Questo tempio in cui campeggia l’immagine della Vergine è stata
scelta per custodire due Santi Martiri, forse proprio a
preservare il cuore del centro storico dell’abitato dal pericolo
del terremoto. L’interno si presenta ad unica navata, entrando
subito a destra un Crocifisso ligneo di grande interesse
artistico del XIII secolo appartenuto al Convento dei Padri
Conventuali. La fattura lo rende un unicum nella zona, molto
probabilmente è stato scolpito da un artista nordico, di scuola
fiamminga. Sulla sinistra in una nicchia un gruppo di statue
policrome presentano la Madonna che domina la cittadina di
Radicofani attorniata dai due patroni: Agata e Saturnino.

- _Materiale fornito_:
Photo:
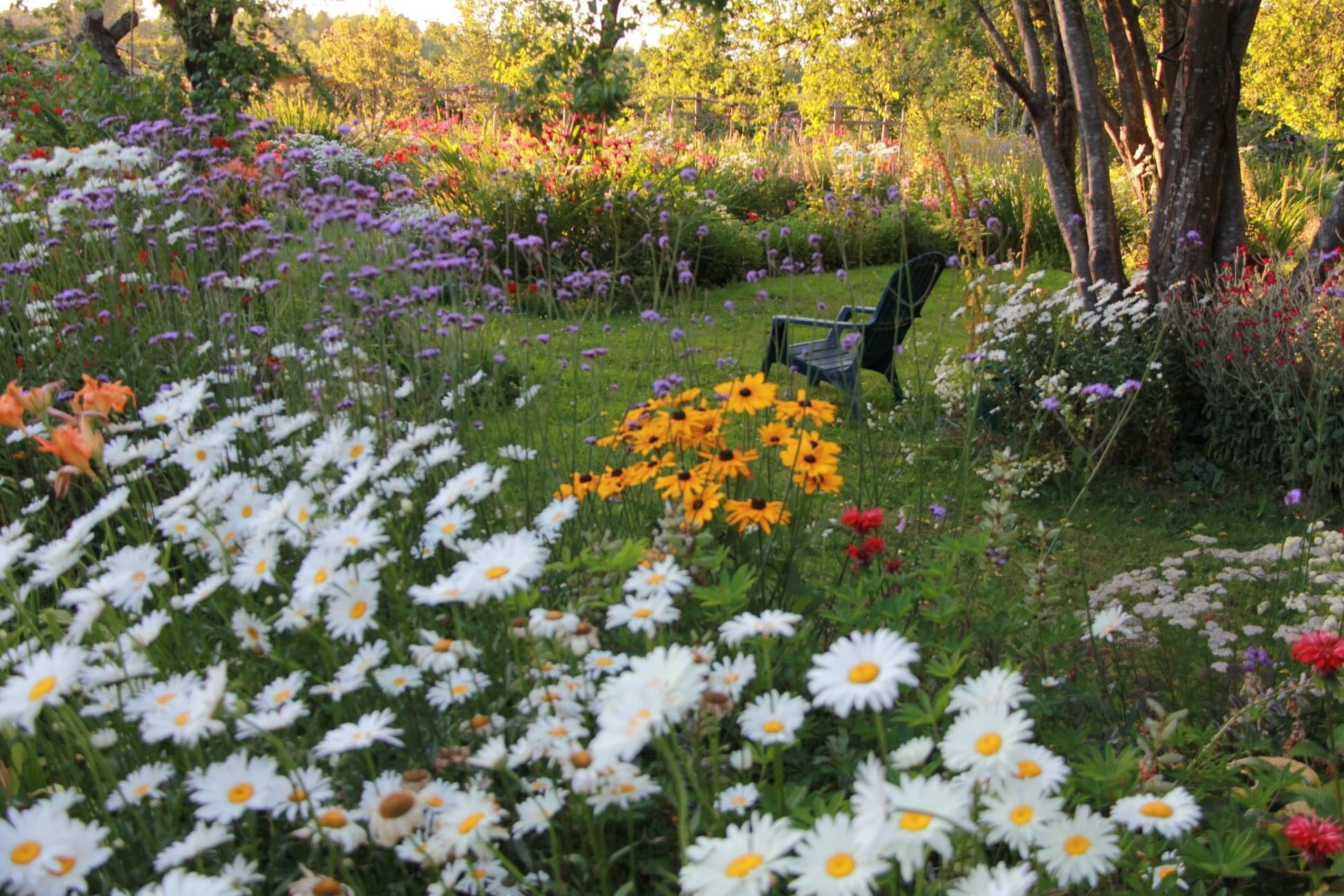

- _Attività da svolgere_:
• A. Nel testo sul tempio di Radicofani, chi sono i due patroni che attorniano la Madonna nel gruppo di statue policrome?
• B. Prosegua il testo sul tempio di Radicofani, riprendendo dopo la sua ultima frase.
Il materiale proviene da una fonte diversa.

- _Risposte alle attività_:
• A. Agata e Saturnino.

• B.
L’altare
maggiore è costituito da una tavola di Andrea della Robbia
in cui compaiono la Vergine con il bambino (benedicente) ed ai
lati quatto santi: San Francesco (segni distintivi: le stimmate,
il saio, la Croce ed un Libro) e Santa Elisabetta d’Ungheria
(dei fiori), Santa Cristina di Bolsena (una freccia conficcata
nel collo)
e San Lorenzo (), gli ultimi due recanti nella destra la palma
oltre a e due angeli recanti il diadema che stanno per porre
sulla “benedetta fra tutte le donne”. Ai piedi della Madonna
Incoronata leggiamo un cartiglio indicante l’inno mariano:
«Sub tuum presidium confugimus Santa Dei genitrix»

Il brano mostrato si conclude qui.